## Begin Raw records

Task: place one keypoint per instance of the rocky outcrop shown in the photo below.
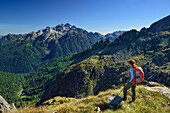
(114, 35)
(26, 52)
(92, 73)
(159, 25)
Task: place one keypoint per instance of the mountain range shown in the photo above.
(24, 53)
(105, 65)
(72, 62)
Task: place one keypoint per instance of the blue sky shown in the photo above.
(23, 16)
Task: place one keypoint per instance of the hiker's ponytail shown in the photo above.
(132, 62)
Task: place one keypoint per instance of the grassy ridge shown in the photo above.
(146, 101)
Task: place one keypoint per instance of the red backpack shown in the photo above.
(139, 75)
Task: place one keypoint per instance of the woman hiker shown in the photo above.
(134, 73)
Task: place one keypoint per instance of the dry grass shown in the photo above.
(146, 102)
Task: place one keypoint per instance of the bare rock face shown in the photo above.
(160, 25)
(7, 108)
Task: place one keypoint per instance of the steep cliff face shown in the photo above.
(159, 25)
(105, 65)
(26, 52)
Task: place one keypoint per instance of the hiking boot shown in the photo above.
(124, 99)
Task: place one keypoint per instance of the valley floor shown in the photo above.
(147, 101)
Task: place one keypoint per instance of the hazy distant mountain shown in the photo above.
(24, 53)
(114, 35)
(160, 25)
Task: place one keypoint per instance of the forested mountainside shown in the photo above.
(105, 65)
(24, 53)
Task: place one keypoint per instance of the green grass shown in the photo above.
(146, 102)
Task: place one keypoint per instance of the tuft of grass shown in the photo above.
(146, 102)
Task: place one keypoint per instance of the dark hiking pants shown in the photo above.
(132, 86)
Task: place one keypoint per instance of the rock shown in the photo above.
(160, 25)
(97, 109)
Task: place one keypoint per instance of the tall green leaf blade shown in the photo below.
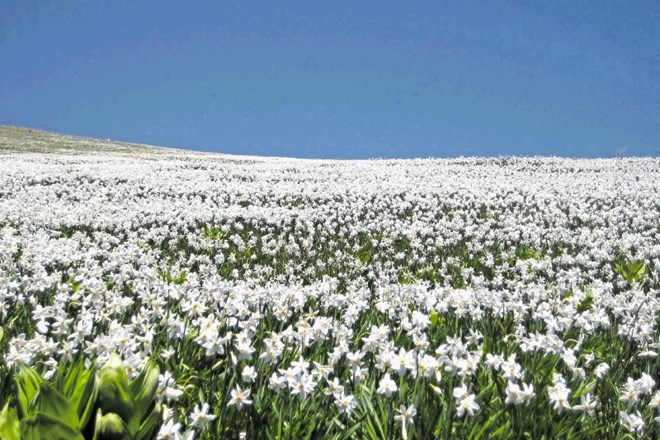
(150, 424)
(9, 427)
(86, 397)
(143, 389)
(43, 427)
(27, 384)
(114, 394)
(110, 427)
(72, 378)
(52, 403)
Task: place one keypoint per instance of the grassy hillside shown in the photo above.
(28, 140)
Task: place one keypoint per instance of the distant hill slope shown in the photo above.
(28, 140)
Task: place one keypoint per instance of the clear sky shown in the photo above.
(339, 79)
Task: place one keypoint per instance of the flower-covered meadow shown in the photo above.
(281, 298)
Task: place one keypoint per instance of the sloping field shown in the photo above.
(284, 298)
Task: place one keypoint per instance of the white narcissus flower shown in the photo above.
(587, 406)
(387, 386)
(558, 396)
(346, 404)
(200, 416)
(239, 398)
(468, 405)
(632, 422)
(513, 394)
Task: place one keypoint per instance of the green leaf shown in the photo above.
(485, 427)
(143, 389)
(114, 393)
(110, 427)
(43, 427)
(27, 384)
(433, 317)
(150, 424)
(84, 398)
(586, 303)
(9, 427)
(50, 402)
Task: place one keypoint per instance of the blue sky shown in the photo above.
(335, 79)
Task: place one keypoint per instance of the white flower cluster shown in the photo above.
(147, 255)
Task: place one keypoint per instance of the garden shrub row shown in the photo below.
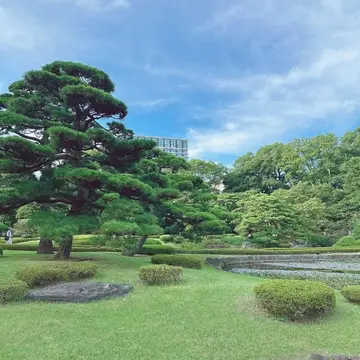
(295, 299)
(177, 260)
(167, 249)
(351, 293)
(42, 275)
(160, 274)
(157, 249)
(269, 251)
(12, 290)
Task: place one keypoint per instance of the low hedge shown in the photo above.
(351, 293)
(41, 275)
(14, 290)
(153, 242)
(167, 249)
(156, 249)
(160, 274)
(177, 260)
(81, 248)
(269, 251)
(295, 299)
(347, 241)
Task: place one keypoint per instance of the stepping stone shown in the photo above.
(79, 292)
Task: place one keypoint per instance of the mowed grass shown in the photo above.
(211, 315)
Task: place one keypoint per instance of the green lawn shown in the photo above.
(211, 315)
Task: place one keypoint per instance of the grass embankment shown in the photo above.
(211, 315)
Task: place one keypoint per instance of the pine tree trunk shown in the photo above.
(137, 248)
(64, 250)
(45, 247)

## End Raw records

* **Instruction**
Transcribe the records word for word and include no pictures.

* **Written answer**
Task: place one keypoint per instance of the rocky outcrop shown in the photo below.
(114, 35)
(26, 52)
(92, 73)
(159, 25)
Task: place one keypoint per instance of the mountain range shown in the photo above.
(24, 53)
(105, 65)
(72, 62)
Task: place one keypoint per instance of the blue sky shown in the photo above.
(23, 16)
Task: place one keypoint per instance of the hiker's ponytail shown in the photo above.
(132, 62)
Task: place one keypoint per instance of the grassy ridge shown in the photo above.
(146, 101)
Task: place one keypoint per instance of the red backpack shown in the photo above.
(139, 75)
Task: place one keypoint per instance of the woman hiker shown in the photo above.
(134, 73)
Task: place one keypoint per instance of the dry grass shown in the photo above.
(146, 102)
Task: place one keypoint per instance of the bare rock face shown in the photo above.
(160, 25)
(7, 108)
Task: place one keypoint per instance of the steep cliff face shown in the photo above.
(159, 25)
(105, 65)
(26, 52)
Task: place one keypoint per instance of the hiking boot shown in the photo above.
(124, 99)
Task: place one keypoint per instance of the valley floor shown in the photo above.
(147, 101)
Task: place one keypoint per instance of the hazy distant mountain shown in the photo above.
(24, 53)
(114, 35)
(160, 25)
Task: place one keypoint per instance of the forested mountainside shown in the photo above.
(105, 65)
(24, 53)
Task: place one keypoint per instance of the green grass shown in the photo above.
(146, 102)
Task: place one keypoint per instance of the tuft of grass shown in the photo above.
(146, 102)
Task: place one keypoint per instance of the dark hiking pants shown in the photo above.
(132, 86)
Task: place one keypoint per instance of the rock shown in the photo above.
(160, 25)
(97, 109)
Task: place one keypoint per instance of the tall green leaf blade shown in the photo below.
(150, 424)
(9, 427)
(86, 397)
(143, 389)
(43, 427)
(27, 384)
(114, 394)
(110, 427)
(72, 378)
(52, 403)
Task: place one keypoint per instance of the grassy hillside shown in the photo above.
(28, 140)
Task: place one keypoint per instance of the distant hill slope shown in the photo above.
(28, 140)
Task: place one keypoint per instance of the clear sky shown in the photo above.
(339, 79)
Task: place one keypoint per instance of the flower-covered meadow shown in the photo above.
(281, 298)
Task: place one keypoint per instance of the sloping field shown in the photo above.
(284, 298)
Task: place one keypoint per instance of the white narcissus flower shown in the photo above.
(587, 406)
(387, 386)
(558, 396)
(346, 404)
(200, 416)
(239, 398)
(468, 405)
(632, 422)
(513, 394)
Task: place one keypoint per instance of the green leaf shown in the photo above.
(485, 427)
(143, 389)
(114, 393)
(110, 427)
(43, 427)
(27, 384)
(433, 317)
(150, 424)
(84, 398)
(586, 303)
(9, 427)
(50, 402)
Task: place one keypoint per instance of the blue sky shown in the photo above.
(335, 79)
Task: place one keypoint per instance of the white flower cluster shown in the photo above.
(147, 255)
Task: place one keypoint per instance of the garden shrub row shown in the photo below.
(295, 299)
(177, 260)
(167, 249)
(351, 293)
(42, 275)
(160, 274)
(157, 249)
(269, 251)
(12, 290)
Task: place one keypoint per instance of the low hedge shown in the photo above.
(351, 293)
(41, 275)
(14, 290)
(153, 242)
(167, 249)
(156, 249)
(160, 274)
(177, 260)
(81, 248)
(269, 251)
(295, 299)
(347, 241)
Task: place one keypoint per instance of the stepping stone shown in the photo above.
(79, 292)
Task: place one keypoint per instance of the mowed grass shown in the photo above.
(211, 315)
Task: place one keypoint per instance of the green lawn shown in the photo above.
(211, 315)
Task: place one keypoint per instance of the grass embankment shown in the photo above.
(211, 315)
Task: place one keypoint per instance of the pine tree trunk shown in the photo above.
(137, 248)
(64, 250)
(45, 247)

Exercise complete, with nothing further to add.